Material supplied:
-- Opening Marker --

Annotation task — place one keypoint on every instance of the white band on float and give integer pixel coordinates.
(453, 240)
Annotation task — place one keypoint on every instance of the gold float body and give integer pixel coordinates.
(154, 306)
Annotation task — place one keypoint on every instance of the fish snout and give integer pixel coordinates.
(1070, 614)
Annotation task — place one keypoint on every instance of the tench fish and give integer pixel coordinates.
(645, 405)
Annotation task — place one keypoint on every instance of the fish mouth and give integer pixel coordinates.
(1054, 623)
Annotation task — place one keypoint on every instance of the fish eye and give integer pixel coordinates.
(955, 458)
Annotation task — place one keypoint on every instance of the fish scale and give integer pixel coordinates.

-- Closing Marker --

Assignment: All records are to be written out exactly.

Answer area:
Annotation task — place one keypoint on every instance of the white band on float and give integer pixel coordinates.
(453, 240)
Annotation task — place one keypoint on every instance of the gold float body and give integer pixel coordinates.
(154, 306)
Annotation task — place one keypoint on every instance of the fish snout and give integer pixel coordinates.
(1070, 614)
Annotation task — place one keypoint on every instance of the tench fish and give integer pixel coordinates.
(645, 405)
Annotation task — place one keypoint on every instance of the fish mouth and give integer pixel coordinates.
(1054, 623)
Annotation task — place one keypoint on every instance of the fish eye and give integer pixel coordinates.
(955, 458)
Annotation task — place one keypoint on every instance of the fish scale and give integer pixel coordinates.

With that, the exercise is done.